WHAT YOU WILL DO: How many lines in the rows below contain the word "ribbon"? Reply with the number alone.

--- start of DATA FOR THIS TASK ---

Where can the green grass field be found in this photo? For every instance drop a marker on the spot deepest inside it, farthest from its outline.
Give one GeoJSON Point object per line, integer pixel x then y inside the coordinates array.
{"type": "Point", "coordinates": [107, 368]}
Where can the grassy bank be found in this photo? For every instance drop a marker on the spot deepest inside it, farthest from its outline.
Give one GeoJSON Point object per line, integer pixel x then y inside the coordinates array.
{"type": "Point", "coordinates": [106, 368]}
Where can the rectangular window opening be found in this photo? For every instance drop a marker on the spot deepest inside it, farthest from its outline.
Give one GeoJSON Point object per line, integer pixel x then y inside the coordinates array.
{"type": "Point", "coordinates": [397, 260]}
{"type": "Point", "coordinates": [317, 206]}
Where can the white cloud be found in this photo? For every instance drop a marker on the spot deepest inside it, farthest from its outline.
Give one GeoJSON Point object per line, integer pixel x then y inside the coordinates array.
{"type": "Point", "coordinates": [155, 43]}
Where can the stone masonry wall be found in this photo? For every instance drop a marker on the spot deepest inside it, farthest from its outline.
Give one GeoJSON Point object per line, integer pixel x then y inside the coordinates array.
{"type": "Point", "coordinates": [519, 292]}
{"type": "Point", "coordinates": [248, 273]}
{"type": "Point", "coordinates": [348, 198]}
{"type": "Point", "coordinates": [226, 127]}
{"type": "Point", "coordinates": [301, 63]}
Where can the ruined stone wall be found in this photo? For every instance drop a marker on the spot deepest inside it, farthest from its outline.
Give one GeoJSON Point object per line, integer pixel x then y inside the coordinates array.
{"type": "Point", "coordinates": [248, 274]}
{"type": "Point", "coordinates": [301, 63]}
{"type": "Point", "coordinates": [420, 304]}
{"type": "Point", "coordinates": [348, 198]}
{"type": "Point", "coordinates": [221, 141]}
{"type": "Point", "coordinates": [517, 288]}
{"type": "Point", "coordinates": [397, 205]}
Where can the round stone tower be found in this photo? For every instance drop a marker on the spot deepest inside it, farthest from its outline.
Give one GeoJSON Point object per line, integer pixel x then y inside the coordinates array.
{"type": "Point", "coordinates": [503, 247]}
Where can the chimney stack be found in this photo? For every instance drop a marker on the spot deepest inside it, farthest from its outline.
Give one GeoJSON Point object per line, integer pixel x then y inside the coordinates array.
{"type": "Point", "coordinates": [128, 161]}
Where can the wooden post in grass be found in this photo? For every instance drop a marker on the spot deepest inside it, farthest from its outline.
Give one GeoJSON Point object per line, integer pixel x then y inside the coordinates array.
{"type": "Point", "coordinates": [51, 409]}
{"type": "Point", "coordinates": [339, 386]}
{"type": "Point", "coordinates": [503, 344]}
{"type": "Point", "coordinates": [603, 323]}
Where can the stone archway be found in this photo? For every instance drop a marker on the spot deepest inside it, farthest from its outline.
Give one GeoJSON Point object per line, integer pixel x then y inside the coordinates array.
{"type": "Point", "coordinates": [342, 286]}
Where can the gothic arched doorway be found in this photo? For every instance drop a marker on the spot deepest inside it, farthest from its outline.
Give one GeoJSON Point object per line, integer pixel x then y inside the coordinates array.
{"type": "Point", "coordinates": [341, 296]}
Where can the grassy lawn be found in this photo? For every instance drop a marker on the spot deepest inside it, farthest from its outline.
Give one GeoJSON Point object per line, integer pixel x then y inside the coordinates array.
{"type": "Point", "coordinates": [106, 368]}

--- end of DATA FOR THIS TASK ---
--- start of DATA FOR THIS TASK ---

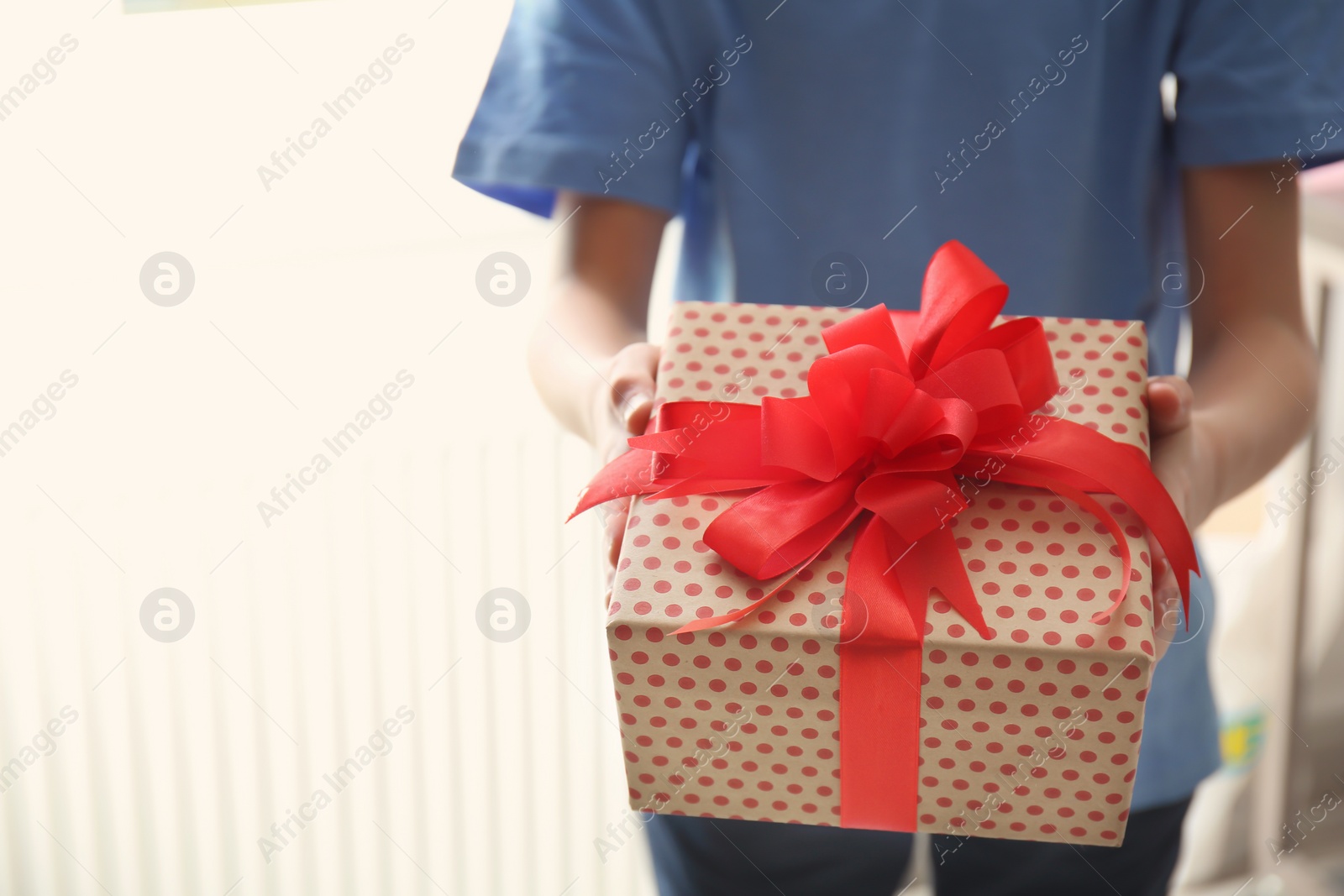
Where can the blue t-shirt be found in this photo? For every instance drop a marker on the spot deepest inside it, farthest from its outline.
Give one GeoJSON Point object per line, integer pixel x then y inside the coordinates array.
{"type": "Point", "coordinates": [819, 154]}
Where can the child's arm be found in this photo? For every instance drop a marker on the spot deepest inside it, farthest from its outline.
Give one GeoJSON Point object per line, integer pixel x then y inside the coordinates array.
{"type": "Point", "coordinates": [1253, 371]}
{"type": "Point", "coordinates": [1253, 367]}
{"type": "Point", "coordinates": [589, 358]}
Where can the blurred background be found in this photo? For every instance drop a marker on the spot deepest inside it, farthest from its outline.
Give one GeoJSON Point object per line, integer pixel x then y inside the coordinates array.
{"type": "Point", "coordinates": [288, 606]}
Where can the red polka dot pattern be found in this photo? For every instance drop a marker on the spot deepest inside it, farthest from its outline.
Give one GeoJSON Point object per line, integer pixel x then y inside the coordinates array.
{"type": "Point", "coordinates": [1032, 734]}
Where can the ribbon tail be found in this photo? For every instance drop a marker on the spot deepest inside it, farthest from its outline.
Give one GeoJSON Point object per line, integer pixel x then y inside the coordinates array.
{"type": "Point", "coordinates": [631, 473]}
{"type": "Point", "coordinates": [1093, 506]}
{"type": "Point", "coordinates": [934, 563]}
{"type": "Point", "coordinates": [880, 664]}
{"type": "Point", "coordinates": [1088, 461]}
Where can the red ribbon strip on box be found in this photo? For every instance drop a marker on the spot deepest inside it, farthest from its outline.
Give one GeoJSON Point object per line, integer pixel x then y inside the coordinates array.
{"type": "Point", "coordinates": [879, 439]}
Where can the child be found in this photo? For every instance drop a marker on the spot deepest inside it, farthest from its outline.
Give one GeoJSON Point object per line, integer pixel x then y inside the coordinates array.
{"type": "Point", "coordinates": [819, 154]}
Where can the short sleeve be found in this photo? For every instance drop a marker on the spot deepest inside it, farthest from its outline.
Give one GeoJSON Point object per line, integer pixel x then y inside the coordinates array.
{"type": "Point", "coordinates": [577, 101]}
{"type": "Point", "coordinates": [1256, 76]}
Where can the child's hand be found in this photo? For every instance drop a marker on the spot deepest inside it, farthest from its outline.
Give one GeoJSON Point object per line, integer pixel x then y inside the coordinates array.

--- end of DATA FOR THIS TASK ---

TASK OUTPUT: 2